**Problem to solve:** Which lines in the records below contain the string "ocean" with its case matched exactly? Pick out each one and copy it in full.

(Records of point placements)
┄┄┄┄┄┄┄┄┄┄
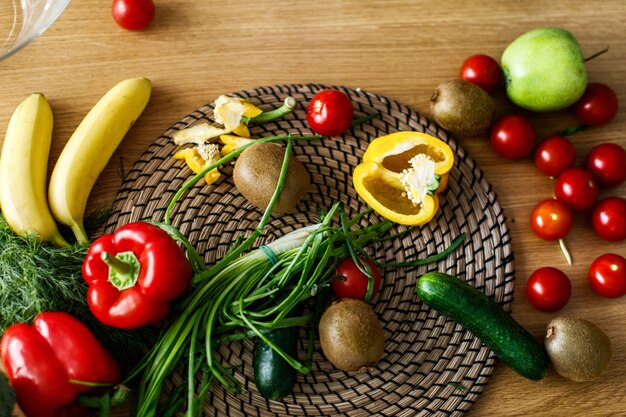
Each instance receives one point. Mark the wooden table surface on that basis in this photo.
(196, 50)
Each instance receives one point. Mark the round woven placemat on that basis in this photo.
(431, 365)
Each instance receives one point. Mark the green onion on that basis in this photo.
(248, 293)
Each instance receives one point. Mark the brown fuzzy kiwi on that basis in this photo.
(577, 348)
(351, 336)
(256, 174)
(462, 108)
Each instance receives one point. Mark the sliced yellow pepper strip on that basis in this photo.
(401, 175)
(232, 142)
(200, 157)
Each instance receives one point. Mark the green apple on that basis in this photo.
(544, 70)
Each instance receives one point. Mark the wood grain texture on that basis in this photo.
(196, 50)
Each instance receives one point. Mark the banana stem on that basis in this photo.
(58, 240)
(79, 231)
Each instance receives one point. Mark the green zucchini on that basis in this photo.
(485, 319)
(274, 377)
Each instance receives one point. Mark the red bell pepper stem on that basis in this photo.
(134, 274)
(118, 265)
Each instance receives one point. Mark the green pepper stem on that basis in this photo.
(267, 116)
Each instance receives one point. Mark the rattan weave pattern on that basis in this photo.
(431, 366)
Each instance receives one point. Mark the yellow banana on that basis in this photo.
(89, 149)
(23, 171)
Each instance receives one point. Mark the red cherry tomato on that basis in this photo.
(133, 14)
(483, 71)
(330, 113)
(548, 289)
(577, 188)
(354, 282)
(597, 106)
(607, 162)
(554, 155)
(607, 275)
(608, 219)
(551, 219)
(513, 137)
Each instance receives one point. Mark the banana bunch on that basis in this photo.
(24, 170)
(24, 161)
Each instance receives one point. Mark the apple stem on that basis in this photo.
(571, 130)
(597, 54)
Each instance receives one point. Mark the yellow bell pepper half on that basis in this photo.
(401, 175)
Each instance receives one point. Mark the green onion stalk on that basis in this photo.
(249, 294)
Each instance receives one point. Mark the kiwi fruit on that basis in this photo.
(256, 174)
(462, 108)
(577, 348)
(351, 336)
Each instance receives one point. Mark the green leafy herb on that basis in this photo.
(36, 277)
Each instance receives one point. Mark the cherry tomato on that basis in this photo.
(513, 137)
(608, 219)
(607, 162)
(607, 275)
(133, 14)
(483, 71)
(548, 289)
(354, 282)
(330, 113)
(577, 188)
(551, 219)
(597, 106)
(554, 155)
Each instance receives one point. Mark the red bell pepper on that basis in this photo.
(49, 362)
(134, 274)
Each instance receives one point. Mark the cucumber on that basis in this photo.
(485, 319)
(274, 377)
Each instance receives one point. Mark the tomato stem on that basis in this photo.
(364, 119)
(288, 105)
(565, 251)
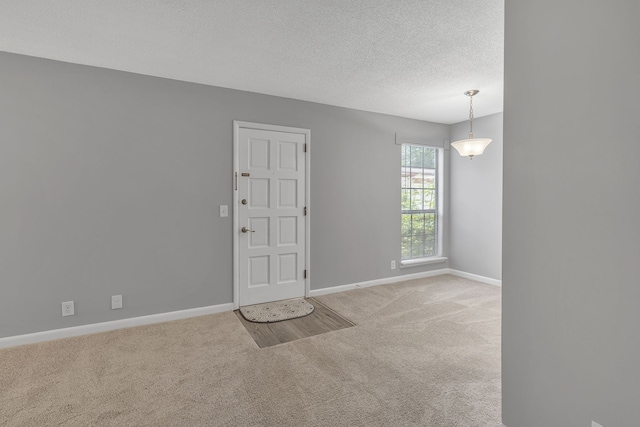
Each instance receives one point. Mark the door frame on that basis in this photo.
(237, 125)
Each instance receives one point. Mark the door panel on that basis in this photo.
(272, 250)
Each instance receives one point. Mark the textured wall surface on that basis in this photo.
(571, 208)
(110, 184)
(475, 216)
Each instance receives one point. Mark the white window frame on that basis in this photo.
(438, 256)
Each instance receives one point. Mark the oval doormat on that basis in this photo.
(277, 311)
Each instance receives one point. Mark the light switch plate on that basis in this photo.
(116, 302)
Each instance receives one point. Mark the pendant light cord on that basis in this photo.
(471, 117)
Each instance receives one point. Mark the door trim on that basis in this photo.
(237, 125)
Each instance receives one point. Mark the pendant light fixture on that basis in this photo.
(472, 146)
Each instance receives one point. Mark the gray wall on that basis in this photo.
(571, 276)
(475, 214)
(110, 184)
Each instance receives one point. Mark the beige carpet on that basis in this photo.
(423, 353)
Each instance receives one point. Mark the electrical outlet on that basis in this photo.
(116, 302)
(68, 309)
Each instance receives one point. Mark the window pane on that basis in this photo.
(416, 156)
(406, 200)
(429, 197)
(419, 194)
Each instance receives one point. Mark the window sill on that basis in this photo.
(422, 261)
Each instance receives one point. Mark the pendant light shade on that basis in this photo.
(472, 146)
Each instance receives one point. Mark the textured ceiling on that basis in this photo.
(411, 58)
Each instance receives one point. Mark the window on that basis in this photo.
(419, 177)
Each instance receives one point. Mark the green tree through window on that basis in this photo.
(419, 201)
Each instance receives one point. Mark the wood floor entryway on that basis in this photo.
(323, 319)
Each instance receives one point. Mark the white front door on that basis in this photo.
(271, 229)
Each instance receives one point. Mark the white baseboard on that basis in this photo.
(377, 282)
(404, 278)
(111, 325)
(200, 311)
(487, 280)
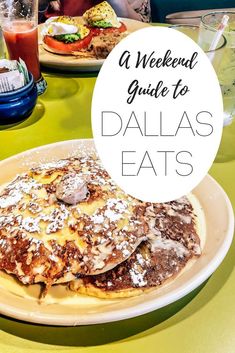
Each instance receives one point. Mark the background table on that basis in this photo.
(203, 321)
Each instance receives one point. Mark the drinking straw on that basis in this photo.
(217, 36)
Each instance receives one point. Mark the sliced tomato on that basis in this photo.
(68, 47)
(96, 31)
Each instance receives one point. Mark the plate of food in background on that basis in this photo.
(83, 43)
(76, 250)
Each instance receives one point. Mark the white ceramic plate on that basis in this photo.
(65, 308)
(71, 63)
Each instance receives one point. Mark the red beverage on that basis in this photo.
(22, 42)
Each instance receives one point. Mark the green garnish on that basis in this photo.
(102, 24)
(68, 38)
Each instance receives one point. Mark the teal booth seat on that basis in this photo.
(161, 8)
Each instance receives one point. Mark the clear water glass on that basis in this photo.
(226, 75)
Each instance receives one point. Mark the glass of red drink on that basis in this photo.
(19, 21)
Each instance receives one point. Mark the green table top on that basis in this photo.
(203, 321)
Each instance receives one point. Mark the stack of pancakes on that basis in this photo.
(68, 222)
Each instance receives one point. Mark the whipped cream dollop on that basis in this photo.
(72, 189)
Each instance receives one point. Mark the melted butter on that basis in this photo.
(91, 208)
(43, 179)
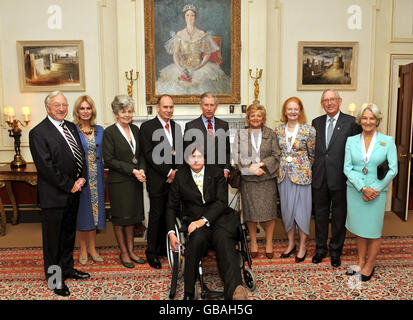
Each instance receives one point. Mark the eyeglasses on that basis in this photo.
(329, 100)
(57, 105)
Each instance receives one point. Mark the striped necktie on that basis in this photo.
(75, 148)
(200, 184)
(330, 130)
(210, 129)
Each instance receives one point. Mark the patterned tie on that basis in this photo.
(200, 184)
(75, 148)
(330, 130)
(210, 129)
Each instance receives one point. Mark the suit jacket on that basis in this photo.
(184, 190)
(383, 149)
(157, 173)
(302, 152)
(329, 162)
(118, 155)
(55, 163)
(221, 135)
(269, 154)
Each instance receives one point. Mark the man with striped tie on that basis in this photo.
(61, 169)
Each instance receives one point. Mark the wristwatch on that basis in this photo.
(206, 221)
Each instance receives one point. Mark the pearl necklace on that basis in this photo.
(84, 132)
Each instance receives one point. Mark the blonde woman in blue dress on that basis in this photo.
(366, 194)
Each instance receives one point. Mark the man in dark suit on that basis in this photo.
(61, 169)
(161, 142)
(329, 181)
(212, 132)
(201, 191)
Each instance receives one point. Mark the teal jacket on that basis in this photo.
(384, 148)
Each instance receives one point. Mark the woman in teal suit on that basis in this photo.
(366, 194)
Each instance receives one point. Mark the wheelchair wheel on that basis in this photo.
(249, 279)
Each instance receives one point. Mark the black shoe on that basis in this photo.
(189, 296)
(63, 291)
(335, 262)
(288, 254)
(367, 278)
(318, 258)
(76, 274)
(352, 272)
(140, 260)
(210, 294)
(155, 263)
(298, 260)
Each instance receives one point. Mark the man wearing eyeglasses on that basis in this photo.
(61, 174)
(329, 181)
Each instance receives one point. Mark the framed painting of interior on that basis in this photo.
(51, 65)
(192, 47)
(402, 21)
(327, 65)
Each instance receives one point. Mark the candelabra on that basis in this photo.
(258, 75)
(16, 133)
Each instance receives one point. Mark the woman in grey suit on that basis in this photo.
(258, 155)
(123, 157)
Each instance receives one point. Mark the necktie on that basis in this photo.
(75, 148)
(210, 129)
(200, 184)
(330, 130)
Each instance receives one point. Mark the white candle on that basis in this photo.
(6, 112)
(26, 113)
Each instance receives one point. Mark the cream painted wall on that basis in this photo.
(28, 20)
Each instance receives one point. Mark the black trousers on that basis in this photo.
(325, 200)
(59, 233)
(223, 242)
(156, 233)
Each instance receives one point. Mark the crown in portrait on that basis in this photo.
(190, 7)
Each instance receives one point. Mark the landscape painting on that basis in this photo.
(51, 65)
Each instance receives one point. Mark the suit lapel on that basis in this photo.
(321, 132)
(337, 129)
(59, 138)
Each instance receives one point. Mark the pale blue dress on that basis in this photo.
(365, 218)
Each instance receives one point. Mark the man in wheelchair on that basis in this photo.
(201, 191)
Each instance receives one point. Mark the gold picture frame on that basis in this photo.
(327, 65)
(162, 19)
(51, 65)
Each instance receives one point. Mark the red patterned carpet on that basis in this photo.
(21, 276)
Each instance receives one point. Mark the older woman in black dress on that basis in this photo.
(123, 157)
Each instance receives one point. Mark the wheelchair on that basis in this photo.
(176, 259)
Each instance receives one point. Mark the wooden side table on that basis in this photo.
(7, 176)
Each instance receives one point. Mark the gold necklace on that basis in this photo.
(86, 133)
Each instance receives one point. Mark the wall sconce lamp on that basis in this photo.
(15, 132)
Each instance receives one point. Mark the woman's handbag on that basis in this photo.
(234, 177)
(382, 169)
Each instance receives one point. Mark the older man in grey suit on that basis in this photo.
┄┄┄┄┄┄┄┄┄┄
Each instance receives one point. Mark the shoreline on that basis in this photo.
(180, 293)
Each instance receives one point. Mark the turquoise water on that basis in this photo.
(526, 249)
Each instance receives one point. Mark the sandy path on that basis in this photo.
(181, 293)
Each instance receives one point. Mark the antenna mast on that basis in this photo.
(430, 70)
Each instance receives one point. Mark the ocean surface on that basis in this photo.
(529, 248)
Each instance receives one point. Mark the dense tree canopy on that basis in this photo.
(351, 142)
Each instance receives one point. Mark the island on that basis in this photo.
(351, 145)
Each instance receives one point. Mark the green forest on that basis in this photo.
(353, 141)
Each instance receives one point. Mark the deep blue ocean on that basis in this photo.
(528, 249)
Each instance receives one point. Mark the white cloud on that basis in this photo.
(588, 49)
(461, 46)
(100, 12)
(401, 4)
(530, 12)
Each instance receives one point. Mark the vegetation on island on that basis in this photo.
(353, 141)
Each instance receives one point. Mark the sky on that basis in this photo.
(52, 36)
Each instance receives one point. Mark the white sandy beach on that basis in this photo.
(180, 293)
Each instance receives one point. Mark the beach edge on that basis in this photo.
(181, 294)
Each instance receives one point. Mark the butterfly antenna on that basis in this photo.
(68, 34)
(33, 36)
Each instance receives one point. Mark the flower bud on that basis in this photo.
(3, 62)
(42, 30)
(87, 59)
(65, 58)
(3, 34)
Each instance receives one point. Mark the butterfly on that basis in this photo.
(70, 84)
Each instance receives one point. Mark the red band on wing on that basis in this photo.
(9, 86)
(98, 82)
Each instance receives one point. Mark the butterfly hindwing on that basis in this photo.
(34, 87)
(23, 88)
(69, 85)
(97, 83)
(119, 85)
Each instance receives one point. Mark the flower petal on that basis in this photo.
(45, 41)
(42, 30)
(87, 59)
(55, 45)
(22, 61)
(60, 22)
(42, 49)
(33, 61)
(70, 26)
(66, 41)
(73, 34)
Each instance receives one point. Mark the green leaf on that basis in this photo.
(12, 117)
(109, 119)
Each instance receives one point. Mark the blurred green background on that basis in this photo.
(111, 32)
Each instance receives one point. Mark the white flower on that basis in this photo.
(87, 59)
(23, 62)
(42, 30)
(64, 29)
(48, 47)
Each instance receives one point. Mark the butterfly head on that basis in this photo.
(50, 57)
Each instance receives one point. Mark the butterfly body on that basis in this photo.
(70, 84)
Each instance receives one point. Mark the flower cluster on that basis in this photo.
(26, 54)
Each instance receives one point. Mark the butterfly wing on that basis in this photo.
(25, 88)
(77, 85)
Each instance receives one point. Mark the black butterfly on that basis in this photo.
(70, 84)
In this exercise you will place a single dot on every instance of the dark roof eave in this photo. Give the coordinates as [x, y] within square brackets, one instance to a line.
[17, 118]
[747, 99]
┄┄┄┄┄┄┄┄┄┄
**Answer to this problem:**
Each instance receives one point. Mark the ocean surface on that basis in this photo.
Each instance receives one point. Mark the deep blue ocean on that basis in this photo.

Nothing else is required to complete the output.